PROBLEM DESCRIPTION -
The task requires restating, word for word, the lines of the entries below from the one containing "If you could point to the evergreen" through the final one, both included.

━━ GIVEN RECORDS ━━

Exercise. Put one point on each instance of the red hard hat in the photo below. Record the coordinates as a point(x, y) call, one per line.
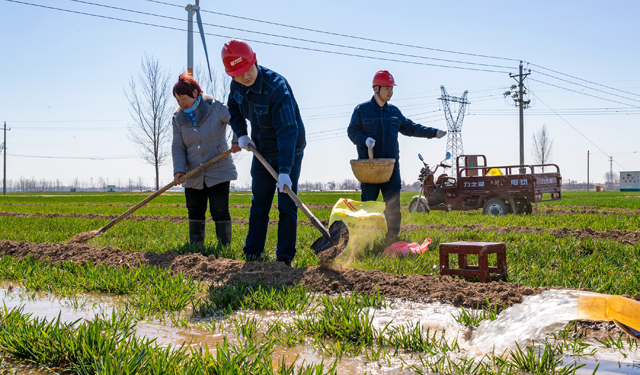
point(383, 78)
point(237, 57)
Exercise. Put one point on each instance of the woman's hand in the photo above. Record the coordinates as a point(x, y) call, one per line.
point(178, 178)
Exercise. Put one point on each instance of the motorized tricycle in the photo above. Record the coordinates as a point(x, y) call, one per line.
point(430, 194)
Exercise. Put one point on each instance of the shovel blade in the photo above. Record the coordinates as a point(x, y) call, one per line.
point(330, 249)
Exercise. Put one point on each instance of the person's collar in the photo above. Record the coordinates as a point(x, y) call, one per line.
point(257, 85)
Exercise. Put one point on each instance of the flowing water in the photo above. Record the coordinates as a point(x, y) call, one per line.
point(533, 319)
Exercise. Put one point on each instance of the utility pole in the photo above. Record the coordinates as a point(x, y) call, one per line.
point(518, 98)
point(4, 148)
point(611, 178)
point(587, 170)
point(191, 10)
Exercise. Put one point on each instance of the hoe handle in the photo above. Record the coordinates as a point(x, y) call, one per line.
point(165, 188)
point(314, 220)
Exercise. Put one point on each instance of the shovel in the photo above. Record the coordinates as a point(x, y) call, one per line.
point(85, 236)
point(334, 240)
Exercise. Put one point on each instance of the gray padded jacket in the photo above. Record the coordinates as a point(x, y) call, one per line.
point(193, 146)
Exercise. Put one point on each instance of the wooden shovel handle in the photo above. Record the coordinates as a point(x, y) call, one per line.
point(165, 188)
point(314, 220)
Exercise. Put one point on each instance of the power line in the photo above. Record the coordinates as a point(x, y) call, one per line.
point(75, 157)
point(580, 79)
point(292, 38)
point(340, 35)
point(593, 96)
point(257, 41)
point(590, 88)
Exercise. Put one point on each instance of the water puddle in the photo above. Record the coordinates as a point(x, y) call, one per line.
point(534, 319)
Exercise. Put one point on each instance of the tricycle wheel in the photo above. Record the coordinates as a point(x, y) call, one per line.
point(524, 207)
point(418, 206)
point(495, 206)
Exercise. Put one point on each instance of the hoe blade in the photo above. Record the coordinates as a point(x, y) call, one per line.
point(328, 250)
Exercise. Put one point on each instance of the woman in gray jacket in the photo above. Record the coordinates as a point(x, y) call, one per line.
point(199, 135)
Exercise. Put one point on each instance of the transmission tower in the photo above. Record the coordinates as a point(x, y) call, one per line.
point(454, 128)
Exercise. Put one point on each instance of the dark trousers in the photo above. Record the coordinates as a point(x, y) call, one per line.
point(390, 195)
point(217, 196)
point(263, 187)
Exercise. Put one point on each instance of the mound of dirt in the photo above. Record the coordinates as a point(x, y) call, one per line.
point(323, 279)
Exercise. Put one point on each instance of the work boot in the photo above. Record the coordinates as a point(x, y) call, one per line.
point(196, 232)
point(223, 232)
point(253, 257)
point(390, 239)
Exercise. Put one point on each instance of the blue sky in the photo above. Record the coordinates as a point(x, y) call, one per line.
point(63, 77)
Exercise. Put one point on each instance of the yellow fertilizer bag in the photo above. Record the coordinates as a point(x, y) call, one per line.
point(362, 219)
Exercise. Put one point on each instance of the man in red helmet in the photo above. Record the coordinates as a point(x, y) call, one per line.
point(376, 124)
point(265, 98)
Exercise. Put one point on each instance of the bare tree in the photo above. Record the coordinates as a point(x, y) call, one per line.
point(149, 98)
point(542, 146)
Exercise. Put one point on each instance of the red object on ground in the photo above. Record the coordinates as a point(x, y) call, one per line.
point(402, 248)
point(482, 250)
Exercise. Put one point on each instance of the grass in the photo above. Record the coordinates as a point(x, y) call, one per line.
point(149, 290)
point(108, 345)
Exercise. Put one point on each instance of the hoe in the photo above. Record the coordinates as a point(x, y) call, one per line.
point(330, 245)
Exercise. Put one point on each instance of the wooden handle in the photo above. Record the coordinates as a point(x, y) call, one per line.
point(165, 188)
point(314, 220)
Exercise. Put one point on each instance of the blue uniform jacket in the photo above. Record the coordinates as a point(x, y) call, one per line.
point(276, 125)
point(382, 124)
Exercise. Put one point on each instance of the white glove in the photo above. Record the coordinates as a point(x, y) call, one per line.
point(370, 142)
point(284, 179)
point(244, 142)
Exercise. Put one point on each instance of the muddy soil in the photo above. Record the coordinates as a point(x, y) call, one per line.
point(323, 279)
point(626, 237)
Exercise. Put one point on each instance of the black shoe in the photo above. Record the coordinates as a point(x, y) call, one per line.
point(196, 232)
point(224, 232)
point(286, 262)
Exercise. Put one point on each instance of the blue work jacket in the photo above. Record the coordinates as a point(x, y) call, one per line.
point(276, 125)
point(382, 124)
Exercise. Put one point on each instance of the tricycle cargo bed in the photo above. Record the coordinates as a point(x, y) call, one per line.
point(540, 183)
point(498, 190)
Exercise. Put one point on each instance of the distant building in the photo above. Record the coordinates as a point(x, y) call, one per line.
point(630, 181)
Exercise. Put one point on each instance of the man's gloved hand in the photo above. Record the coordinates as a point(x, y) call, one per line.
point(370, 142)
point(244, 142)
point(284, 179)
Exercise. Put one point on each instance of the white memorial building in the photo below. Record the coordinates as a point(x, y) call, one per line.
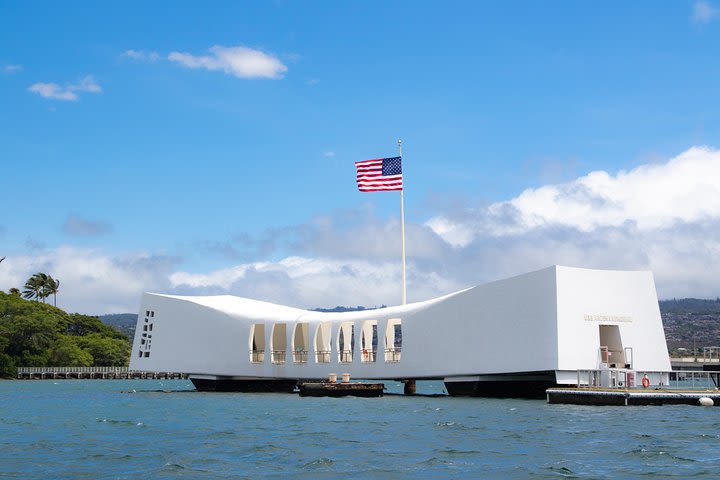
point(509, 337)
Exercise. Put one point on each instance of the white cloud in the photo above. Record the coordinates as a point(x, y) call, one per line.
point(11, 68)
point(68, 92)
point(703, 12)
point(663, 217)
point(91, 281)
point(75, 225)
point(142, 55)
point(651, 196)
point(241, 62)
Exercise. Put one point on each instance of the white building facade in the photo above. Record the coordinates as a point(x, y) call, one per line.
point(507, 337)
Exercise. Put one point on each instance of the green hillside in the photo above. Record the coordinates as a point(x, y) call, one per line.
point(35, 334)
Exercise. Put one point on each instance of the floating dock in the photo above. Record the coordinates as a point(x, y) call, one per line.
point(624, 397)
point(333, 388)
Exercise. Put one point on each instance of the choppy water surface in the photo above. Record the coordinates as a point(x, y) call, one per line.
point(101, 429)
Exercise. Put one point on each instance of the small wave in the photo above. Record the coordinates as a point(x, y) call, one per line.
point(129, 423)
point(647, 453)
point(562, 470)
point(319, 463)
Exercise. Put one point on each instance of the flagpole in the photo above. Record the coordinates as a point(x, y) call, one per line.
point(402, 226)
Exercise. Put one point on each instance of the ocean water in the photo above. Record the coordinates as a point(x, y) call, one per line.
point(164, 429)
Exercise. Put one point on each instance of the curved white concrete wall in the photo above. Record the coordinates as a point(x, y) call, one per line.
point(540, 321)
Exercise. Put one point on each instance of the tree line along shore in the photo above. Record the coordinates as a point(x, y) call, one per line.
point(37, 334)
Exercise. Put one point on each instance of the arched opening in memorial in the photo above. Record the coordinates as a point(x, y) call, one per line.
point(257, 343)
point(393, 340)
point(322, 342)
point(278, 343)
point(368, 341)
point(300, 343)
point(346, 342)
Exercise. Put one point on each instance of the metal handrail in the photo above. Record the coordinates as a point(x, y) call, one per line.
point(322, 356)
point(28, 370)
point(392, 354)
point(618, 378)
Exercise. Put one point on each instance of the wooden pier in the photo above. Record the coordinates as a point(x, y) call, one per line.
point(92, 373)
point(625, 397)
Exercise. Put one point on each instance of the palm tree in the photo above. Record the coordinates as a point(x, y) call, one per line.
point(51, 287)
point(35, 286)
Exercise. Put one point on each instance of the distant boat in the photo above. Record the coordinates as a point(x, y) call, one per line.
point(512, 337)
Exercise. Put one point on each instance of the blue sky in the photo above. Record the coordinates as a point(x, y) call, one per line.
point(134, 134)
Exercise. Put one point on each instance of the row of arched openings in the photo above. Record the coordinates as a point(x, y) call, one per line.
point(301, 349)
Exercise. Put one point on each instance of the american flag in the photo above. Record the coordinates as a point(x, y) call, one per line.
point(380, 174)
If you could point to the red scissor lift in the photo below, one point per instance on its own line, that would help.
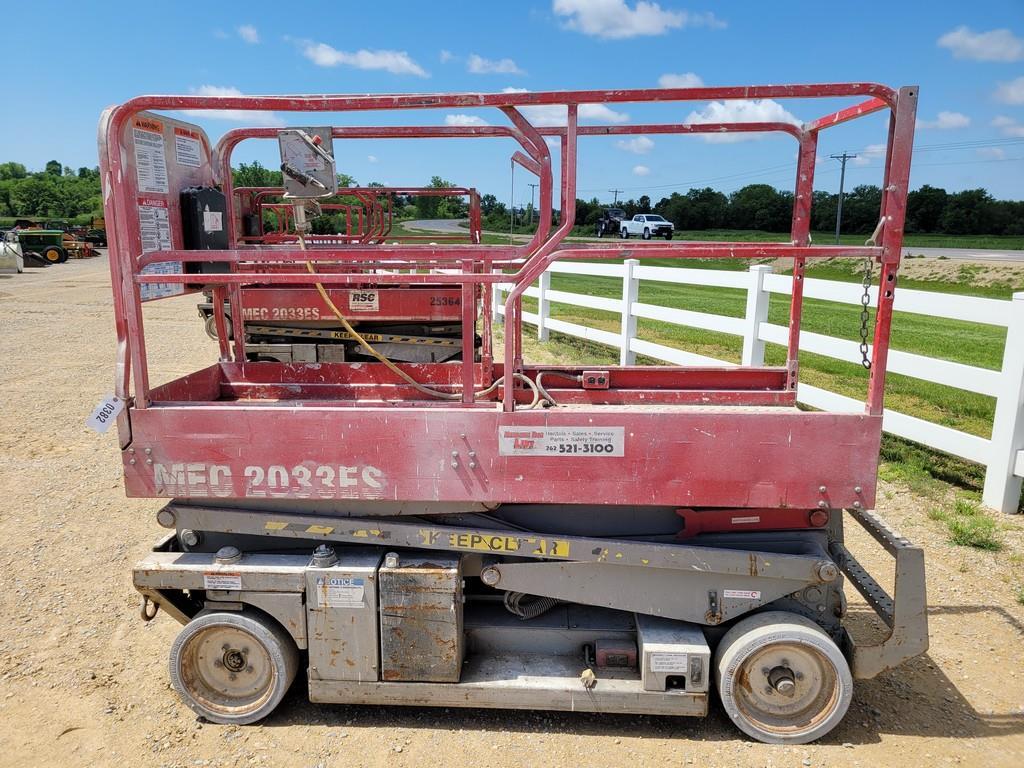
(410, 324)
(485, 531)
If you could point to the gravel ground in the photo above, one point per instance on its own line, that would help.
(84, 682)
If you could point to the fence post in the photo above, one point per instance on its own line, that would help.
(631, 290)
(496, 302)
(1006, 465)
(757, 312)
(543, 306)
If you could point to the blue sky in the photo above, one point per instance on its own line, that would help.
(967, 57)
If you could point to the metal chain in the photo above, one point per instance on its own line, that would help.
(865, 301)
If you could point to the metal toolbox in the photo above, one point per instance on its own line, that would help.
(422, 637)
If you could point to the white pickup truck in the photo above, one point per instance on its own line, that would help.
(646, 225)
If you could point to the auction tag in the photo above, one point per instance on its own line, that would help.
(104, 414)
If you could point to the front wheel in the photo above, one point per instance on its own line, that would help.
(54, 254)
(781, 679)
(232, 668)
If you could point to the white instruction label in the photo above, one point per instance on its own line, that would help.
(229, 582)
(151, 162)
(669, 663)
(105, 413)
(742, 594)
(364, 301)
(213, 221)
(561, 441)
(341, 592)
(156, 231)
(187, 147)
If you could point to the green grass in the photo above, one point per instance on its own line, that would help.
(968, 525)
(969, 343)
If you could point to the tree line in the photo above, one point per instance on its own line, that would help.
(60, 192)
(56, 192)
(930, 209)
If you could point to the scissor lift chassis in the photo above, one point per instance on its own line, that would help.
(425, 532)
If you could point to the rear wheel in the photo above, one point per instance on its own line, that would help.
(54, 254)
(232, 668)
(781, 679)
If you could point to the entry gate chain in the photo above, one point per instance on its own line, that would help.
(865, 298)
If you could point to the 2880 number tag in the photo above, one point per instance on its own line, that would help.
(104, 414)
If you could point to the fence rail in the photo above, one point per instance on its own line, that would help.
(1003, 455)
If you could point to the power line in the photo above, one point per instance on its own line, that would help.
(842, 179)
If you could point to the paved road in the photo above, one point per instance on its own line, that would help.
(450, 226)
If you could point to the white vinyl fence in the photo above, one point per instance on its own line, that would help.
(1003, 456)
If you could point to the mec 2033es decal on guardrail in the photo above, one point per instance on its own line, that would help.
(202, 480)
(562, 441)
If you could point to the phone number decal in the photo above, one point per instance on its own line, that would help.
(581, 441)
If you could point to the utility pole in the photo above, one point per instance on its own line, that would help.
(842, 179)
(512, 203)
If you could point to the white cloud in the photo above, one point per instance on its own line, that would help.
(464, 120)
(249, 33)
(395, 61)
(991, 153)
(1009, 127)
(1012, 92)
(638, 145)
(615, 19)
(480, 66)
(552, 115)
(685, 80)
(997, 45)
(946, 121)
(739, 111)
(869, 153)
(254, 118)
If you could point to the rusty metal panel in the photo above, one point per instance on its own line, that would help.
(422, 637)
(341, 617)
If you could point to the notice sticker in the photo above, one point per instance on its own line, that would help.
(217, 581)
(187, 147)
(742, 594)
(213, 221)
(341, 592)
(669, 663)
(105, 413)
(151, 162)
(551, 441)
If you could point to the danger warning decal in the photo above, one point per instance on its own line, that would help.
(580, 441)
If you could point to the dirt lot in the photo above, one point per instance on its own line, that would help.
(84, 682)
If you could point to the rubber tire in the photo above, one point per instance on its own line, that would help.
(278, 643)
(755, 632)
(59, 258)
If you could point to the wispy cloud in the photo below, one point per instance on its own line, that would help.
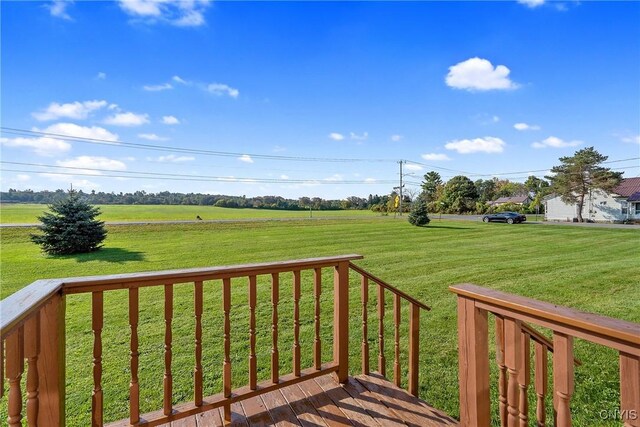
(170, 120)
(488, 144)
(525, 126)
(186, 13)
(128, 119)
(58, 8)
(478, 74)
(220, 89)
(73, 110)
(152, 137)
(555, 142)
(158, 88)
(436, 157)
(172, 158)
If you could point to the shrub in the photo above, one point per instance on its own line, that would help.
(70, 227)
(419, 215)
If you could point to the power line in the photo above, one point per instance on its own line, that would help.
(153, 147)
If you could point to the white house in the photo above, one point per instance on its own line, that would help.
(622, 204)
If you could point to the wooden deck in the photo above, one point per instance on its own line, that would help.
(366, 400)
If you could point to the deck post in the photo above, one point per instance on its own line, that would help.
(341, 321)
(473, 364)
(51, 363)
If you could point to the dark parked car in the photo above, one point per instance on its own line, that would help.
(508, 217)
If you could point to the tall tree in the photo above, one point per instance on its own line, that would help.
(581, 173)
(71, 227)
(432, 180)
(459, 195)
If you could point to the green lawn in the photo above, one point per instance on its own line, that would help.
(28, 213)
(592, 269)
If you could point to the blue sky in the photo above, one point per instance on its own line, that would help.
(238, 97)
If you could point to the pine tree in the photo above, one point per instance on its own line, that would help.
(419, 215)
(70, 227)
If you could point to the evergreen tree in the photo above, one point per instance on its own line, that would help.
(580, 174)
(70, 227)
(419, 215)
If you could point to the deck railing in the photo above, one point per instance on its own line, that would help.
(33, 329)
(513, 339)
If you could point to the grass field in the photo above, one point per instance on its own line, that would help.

━━━

TASK ANSWER -
If you could point to the evergreen tree in the photo above, one point per instance on its own line, that would help.
(580, 174)
(70, 227)
(419, 215)
If you could point to the deck railing in the photo above, one point per instance on its own line, that would help.
(33, 329)
(513, 339)
If you could point to the grass field in the photo above, one point per instance on its own line, that would help.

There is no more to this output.